===== Task material
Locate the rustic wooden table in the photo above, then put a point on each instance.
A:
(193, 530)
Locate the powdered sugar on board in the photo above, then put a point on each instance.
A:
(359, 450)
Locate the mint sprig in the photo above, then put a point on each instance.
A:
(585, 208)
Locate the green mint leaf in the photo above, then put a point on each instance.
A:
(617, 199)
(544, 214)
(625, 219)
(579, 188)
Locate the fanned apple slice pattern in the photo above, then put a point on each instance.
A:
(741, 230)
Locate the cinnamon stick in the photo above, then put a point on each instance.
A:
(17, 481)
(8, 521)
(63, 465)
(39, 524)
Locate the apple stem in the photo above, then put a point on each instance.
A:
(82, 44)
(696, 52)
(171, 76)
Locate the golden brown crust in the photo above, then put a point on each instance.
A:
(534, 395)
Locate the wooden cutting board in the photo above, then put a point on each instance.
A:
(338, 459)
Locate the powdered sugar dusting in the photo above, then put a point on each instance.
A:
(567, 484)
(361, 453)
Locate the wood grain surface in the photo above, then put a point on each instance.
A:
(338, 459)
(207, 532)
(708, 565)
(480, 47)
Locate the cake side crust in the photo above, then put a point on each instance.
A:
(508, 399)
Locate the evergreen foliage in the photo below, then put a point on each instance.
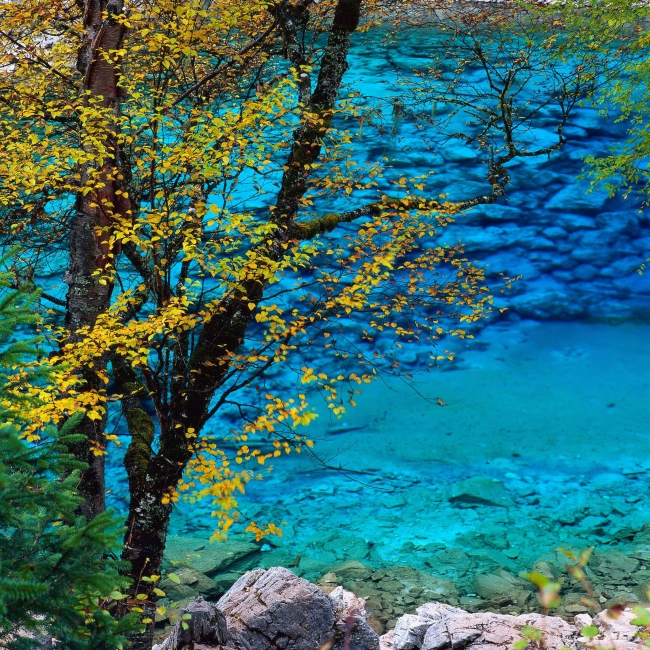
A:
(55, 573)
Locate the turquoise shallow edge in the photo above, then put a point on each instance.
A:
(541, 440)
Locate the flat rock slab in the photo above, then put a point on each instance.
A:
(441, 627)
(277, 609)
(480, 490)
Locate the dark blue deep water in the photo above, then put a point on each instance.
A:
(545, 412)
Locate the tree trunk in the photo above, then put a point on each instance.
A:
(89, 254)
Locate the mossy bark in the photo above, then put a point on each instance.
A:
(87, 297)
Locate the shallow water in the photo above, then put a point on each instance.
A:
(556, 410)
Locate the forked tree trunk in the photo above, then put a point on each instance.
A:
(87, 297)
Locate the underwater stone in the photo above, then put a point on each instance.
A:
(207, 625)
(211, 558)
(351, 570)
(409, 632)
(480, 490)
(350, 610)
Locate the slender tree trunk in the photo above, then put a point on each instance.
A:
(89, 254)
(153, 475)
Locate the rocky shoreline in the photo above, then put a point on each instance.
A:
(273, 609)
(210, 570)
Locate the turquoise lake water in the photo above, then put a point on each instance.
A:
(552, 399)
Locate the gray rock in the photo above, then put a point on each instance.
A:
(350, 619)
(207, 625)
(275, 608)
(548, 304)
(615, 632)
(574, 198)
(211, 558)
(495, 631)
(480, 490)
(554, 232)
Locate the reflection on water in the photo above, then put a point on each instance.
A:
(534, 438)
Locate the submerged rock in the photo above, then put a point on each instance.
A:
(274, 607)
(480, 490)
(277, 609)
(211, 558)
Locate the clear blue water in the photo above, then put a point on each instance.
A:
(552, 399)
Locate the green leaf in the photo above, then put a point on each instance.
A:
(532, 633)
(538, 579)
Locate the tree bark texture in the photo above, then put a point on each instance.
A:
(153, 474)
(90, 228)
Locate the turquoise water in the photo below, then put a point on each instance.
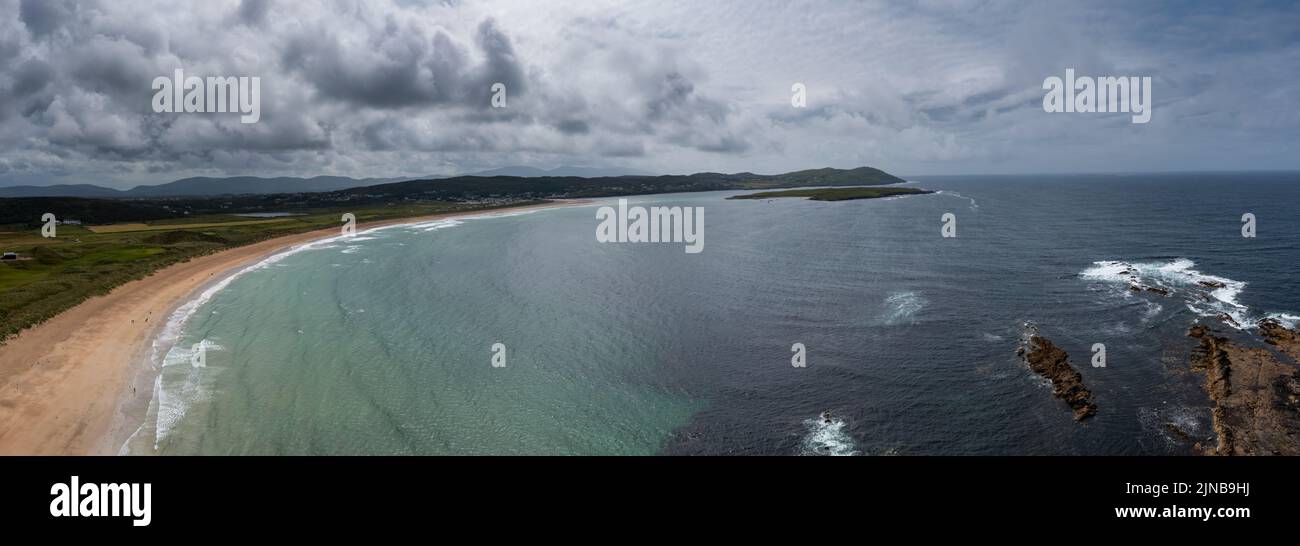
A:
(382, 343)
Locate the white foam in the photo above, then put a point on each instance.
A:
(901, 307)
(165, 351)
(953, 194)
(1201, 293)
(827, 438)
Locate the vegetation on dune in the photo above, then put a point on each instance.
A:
==========
===== Task material
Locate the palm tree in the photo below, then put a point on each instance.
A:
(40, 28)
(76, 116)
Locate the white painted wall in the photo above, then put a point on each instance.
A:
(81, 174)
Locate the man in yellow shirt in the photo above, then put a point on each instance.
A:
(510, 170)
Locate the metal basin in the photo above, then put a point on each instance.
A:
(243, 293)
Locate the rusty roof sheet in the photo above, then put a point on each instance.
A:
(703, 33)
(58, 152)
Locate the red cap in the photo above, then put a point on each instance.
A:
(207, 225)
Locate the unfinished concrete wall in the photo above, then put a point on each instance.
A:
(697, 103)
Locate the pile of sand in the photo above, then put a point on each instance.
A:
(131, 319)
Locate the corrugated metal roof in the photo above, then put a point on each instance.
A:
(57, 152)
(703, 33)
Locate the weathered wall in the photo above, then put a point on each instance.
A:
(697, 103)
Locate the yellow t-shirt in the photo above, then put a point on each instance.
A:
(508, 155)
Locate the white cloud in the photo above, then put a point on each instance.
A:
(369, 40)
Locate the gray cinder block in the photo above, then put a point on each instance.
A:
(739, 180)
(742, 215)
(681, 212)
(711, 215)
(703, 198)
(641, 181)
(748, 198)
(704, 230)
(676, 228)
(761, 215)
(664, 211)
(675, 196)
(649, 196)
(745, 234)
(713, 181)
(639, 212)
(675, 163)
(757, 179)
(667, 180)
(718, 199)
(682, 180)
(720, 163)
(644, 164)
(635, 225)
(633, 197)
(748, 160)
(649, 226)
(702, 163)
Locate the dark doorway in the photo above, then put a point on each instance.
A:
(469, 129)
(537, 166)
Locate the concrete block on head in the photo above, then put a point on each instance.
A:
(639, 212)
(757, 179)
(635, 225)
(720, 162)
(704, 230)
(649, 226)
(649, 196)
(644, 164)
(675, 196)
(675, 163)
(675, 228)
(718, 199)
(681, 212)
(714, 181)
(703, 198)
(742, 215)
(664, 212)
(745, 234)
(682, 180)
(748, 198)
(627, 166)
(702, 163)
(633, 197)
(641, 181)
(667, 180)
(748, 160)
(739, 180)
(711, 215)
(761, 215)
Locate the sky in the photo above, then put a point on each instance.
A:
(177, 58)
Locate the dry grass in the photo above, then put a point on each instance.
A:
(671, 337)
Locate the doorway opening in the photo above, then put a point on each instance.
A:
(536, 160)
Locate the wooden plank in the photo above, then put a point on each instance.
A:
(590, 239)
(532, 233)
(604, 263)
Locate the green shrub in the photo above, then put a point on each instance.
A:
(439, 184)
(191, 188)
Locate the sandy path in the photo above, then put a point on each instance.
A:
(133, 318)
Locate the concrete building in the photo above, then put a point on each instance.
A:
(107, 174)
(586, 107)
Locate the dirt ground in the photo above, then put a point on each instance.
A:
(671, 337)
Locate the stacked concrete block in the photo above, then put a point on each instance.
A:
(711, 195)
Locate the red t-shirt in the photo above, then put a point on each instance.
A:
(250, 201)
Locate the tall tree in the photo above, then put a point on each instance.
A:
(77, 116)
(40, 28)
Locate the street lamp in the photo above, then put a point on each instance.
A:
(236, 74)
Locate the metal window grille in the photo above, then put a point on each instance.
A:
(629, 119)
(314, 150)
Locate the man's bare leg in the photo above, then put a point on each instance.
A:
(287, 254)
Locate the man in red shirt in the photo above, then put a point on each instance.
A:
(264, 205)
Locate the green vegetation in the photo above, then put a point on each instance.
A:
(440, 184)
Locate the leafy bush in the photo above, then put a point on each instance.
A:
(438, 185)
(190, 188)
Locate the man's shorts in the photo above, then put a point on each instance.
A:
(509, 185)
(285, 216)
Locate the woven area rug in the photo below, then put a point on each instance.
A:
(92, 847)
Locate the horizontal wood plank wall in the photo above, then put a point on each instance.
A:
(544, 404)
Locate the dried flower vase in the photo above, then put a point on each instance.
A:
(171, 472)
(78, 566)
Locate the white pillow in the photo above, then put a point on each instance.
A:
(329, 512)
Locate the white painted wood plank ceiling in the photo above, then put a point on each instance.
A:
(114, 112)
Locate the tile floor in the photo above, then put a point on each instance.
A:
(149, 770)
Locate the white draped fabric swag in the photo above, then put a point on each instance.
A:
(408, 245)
==========
## The problem
Pull out every row above that contains the word "blue" and copy each one in full.

## Answer to the task
Locate the dark blue deep water in the photo above, then put a point on each instance.
Locate the clear blue water in the photo above, then put a point on each instance.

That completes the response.